Tutti sconfinano nel rispondere alla domanda su quanto sarà mortale e pericoloso questo virus infettivo quanto durerà, pochi invece, cercano risposte sulle risvolte sociali e umane che potrebbe creare. Ma soprattutto dovremmo chiederci cosa sappiamo di certo, in una vicenda che, non dà nessuna certezza ed ancora dall’epilogo da scrivere.
Partiamo dai fatti: virus infettivo, esploso in Cina, contagioso, classificato come ceppo sconosciuto, mortalità maggiori tra le fasce più adulte, paesi coinvolti tutti, stati presi di mira Italia e Cina.
La situazione si evolve di ora in ora, e dopo aver chiuso le scuole per una settimana al nord Italia, giorno 4 marzo è stato varato un decreto dove ogni scuola del territorio nazionale rimane chiusa sino al rientro di giorno 16.

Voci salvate
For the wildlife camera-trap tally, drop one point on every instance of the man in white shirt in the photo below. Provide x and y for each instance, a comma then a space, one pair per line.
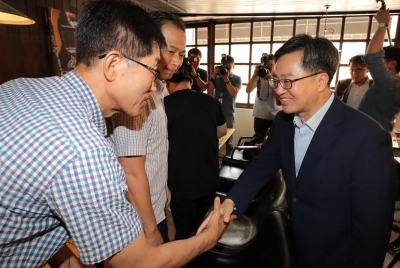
265, 106
351, 91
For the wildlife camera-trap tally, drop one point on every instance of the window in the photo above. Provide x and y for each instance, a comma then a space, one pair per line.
247, 40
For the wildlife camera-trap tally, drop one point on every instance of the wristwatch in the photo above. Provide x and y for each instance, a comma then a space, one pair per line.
382, 24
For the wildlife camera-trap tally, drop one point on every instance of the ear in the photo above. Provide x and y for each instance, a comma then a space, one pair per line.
111, 63
323, 82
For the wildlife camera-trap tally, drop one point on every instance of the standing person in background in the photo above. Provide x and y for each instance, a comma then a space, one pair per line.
199, 76
352, 90
337, 164
225, 86
60, 177
382, 100
195, 122
141, 142
265, 106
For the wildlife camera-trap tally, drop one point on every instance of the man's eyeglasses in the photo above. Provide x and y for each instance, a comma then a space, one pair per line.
154, 71
286, 83
357, 70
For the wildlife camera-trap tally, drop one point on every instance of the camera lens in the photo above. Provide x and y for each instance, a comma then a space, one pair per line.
223, 70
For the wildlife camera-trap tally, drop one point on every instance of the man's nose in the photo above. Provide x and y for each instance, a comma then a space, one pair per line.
153, 87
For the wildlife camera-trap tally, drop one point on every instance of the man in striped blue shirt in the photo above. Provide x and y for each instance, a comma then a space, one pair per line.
59, 176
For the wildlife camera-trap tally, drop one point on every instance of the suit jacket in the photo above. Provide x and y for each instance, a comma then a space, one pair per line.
341, 203
342, 88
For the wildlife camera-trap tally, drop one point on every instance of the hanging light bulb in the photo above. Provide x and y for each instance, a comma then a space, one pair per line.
9, 15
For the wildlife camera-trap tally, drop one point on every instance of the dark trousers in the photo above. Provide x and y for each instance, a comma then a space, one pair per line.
162, 228
188, 214
261, 127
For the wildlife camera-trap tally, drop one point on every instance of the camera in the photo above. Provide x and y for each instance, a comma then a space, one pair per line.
189, 60
263, 69
224, 68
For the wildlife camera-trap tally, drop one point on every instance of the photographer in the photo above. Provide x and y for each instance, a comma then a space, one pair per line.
265, 106
225, 86
199, 76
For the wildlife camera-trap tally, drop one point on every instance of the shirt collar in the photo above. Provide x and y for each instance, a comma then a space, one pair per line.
366, 81
314, 121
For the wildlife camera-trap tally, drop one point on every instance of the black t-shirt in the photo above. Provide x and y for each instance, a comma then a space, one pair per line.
203, 75
193, 166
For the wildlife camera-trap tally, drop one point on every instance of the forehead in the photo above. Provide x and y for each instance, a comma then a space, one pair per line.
174, 37
289, 64
356, 65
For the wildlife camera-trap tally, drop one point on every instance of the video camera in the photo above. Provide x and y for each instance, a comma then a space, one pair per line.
189, 60
224, 68
263, 69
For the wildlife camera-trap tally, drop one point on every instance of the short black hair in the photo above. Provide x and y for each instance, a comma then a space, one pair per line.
115, 24
319, 54
194, 51
357, 59
393, 53
164, 17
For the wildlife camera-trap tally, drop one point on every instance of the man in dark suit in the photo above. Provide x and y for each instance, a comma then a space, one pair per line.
337, 164
352, 90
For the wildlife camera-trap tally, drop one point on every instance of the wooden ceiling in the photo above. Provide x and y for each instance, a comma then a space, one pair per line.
203, 10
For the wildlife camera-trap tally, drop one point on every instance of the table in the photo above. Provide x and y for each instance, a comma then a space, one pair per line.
223, 139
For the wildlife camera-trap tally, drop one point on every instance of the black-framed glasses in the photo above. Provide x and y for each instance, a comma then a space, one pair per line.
286, 83
357, 70
154, 71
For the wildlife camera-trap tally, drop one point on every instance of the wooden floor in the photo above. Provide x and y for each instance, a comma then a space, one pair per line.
388, 258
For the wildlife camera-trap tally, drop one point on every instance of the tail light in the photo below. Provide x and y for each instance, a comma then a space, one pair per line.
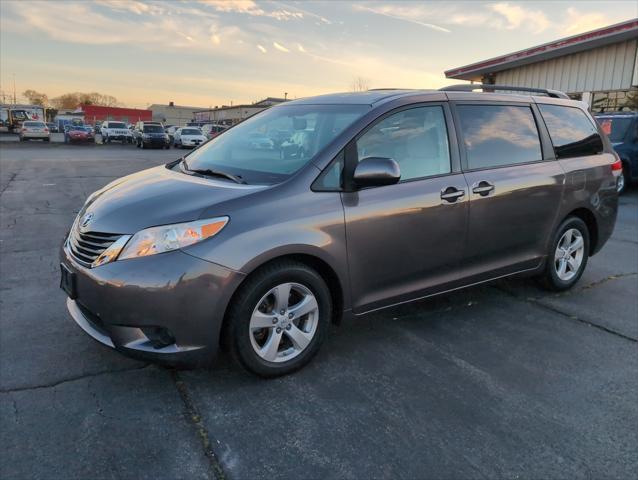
616, 167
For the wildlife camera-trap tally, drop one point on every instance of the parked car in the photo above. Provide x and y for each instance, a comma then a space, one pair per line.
32, 129
622, 129
170, 131
150, 134
189, 137
401, 195
78, 134
212, 130
115, 131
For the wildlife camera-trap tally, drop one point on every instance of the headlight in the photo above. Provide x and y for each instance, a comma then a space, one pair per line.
171, 237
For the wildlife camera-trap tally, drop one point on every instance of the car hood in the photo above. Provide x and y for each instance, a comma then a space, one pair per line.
157, 196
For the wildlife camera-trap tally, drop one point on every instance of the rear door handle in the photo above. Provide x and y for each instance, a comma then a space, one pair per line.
452, 194
482, 188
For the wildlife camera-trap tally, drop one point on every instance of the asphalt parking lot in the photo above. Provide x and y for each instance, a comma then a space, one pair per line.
503, 380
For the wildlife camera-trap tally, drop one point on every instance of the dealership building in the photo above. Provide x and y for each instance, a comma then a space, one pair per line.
230, 115
599, 67
100, 113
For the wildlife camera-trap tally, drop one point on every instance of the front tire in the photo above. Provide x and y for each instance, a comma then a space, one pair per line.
567, 256
279, 319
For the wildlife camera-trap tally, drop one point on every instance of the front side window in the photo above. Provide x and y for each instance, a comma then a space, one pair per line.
571, 130
499, 135
190, 131
153, 129
269, 147
415, 138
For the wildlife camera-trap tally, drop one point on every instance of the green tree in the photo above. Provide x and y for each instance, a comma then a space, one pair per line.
36, 98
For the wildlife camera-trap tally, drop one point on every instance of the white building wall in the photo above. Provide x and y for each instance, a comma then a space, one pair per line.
605, 68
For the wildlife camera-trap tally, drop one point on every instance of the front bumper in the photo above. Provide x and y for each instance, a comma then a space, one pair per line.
122, 304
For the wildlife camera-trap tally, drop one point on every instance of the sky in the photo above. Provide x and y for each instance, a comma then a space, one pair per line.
207, 53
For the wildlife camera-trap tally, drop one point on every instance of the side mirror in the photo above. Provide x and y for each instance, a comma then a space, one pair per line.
376, 172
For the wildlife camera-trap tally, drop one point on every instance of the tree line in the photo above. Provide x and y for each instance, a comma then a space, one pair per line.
71, 100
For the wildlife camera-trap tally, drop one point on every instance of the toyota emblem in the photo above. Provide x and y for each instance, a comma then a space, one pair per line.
86, 219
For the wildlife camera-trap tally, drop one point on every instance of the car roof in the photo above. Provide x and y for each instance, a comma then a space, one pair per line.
369, 97
616, 114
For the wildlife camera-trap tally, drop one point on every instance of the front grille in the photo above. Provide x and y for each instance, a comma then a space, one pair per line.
87, 247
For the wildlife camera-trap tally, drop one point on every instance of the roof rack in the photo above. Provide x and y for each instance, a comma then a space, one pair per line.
470, 87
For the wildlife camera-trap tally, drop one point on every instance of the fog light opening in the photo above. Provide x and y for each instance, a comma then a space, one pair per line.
159, 337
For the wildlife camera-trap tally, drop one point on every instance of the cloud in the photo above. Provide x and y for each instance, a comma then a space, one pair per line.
280, 47
250, 7
579, 22
400, 12
517, 16
439, 16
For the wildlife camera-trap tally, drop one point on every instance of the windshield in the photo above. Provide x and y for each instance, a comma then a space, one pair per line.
270, 146
615, 127
153, 129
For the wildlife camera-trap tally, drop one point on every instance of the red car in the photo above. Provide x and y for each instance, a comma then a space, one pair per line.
79, 134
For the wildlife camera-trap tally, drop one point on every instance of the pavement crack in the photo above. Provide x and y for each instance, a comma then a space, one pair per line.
71, 379
538, 302
195, 418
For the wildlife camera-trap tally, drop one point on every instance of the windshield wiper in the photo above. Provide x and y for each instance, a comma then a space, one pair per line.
213, 173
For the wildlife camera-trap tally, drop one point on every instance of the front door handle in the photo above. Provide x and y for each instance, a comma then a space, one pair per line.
483, 188
451, 194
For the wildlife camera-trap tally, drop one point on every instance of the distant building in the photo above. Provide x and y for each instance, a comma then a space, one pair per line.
598, 67
230, 115
100, 113
172, 114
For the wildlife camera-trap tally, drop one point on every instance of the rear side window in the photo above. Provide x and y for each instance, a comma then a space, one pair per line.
416, 139
571, 130
499, 135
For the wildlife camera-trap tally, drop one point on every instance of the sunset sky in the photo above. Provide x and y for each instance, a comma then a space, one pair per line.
211, 52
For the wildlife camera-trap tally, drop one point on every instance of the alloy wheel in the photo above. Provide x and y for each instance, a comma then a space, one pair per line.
284, 322
569, 254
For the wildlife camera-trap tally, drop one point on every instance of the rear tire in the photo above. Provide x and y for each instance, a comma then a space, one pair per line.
567, 256
293, 333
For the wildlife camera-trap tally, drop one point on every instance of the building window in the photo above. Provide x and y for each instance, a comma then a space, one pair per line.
614, 101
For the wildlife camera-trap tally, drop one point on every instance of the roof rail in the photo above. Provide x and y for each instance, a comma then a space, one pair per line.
470, 87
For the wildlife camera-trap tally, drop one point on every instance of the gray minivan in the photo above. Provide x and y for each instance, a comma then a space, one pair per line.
389, 196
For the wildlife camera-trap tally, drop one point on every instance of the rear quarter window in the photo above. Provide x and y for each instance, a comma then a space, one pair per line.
572, 132
499, 135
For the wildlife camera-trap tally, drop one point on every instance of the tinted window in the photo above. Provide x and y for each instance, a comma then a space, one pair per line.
615, 127
153, 129
497, 135
416, 139
573, 133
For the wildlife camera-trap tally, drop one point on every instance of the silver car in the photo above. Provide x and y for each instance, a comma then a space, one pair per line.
32, 129
388, 197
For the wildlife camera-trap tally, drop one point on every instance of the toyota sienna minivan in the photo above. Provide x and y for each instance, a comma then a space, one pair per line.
357, 202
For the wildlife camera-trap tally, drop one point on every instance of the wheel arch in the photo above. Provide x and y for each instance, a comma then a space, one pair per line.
323, 268
589, 218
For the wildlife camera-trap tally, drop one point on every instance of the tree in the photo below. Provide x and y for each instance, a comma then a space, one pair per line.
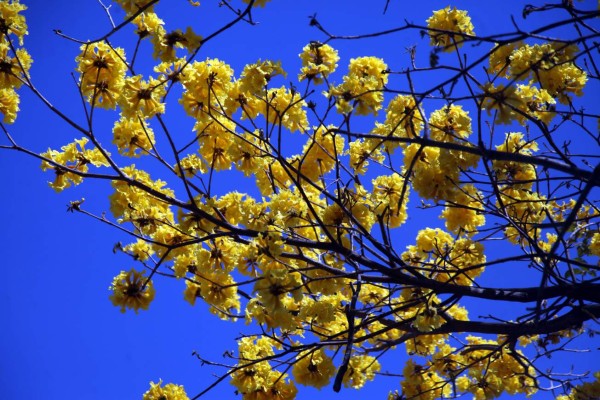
487, 132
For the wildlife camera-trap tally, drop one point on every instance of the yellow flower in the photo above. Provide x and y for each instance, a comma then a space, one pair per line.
132, 290
132, 135
168, 392
450, 123
361, 368
313, 368
10, 19
465, 213
165, 44
13, 69
9, 105
74, 157
318, 61
285, 107
256, 76
142, 99
390, 198
362, 87
449, 20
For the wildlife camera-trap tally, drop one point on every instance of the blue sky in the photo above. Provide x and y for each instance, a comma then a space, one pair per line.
62, 338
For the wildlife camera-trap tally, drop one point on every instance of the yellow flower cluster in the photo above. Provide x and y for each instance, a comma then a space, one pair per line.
71, 163
133, 137
423, 383
435, 171
140, 98
150, 213
448, 27
318, 61
520, 103
320, 153
512, 173
150, 25
313, 368
494, 369
132, 290
402, 120
170, 391
255, 378
362, 89
390, 197
102, 70
14, 62
551, 65
442, 258
465, 213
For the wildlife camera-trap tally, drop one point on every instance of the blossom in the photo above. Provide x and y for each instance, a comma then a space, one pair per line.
449, 20
132, 290
11, 21
362, 86
132, 135
9, 105
318, 61
313, 368
142, 98
13, 69
170, 391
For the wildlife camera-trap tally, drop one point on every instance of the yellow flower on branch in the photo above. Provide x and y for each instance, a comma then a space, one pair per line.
447, 21
132, 290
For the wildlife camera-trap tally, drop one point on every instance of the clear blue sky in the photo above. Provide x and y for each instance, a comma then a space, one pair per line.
61, 336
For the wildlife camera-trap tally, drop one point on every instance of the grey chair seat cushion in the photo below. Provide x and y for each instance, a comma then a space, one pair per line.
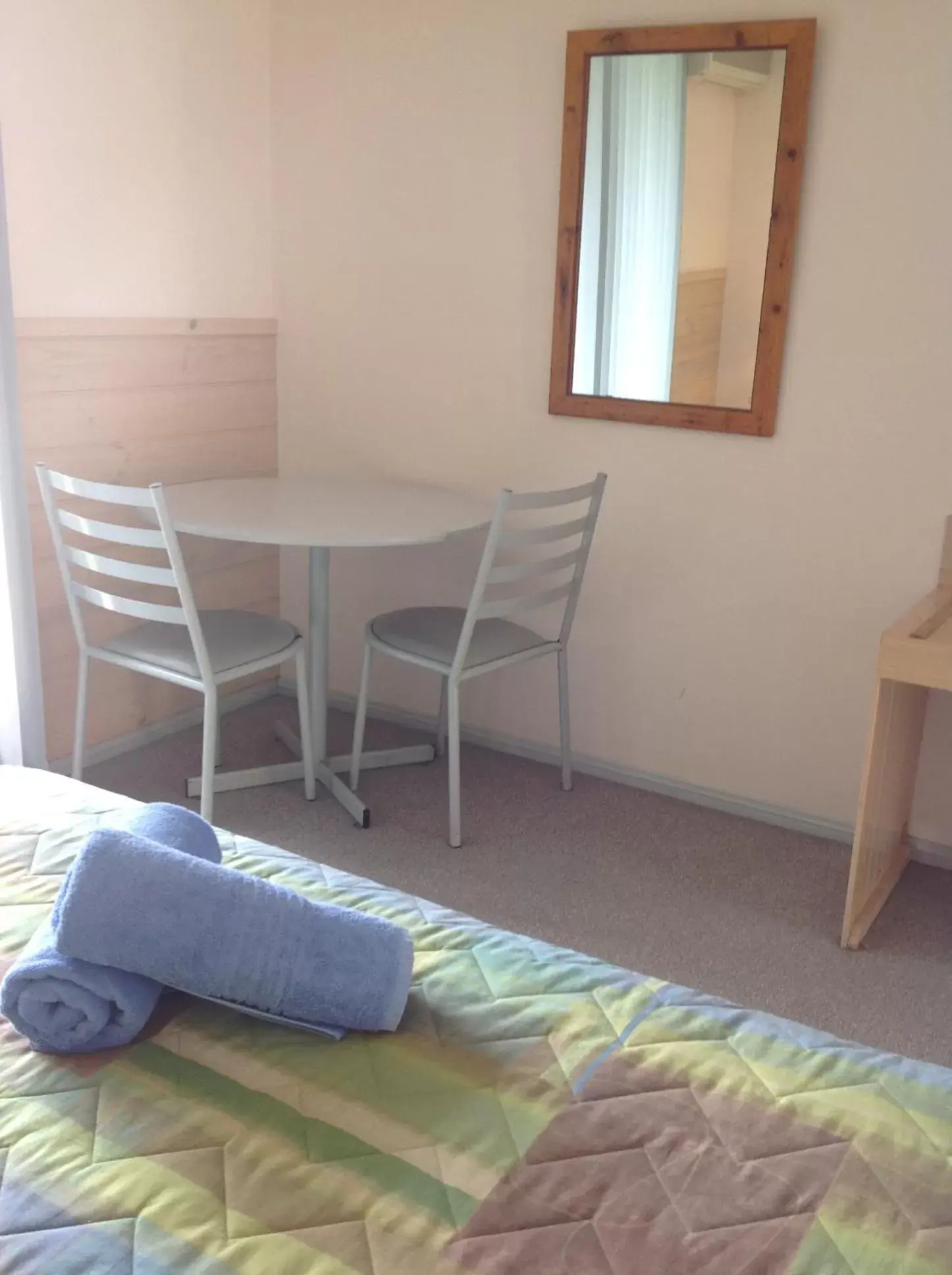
232, 638
434, 633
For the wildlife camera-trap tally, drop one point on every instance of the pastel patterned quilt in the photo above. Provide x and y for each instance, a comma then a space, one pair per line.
538, 1114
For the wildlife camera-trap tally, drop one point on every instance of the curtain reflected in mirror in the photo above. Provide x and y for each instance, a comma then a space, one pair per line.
677, 192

• _Esercizi_:
1. Rispondi a queste domande sul testo sul virus:
(a) In quale paese è esploso il virus?
(b) Tra quali fasce la mortalità è maggiore?
(c) In quale giorno è stato varato il decreto sulle scuole?
2. Stampa la parte del testo sul virus che si apre con le parole contenenti "Tutti sconfinano nel" e si chiude con "dall’epilogo da scrivere.".
3. Queste affermazioni concordano con il testo sul virus? Rispondi sì o no e cita le parole che lo decidono.
(a) Le scuole del nord Italia erano state chiuse per due settimane.
(b) Il virus è classificato come ceppo sconosciuto.
(c) Il decreto riguarda ogni scuola del territorio nazionale.

• _Soluzioni_:
1.
(a) In Cina.
(b) Tra le fasce più adulte.
(c) Il 4 marzo.

2.
Tutti sconfinano nel rispondere alla domanda su quanto sarà mortale e pericoloso questo virus infettivo quanto durerà, pochi invece, cercano risposte sulle risvolte sociali e umane che potrebbe creare. Ma soprattutto dovremmo chiederci cosa sappiamo di certo, in una vicenda che, non dà nessuna certezza ed ancora dall’epilogo da scrivere.

3.
(a) No: "dopo aver chiuso le scuole per una settimana al nord Italia".
(b) Sì: "classificato come ceppo sconosciuto".
(c) Sì: "ogni scuola del territorio nazionale rimane chiusa sino al rientro di giorno 16".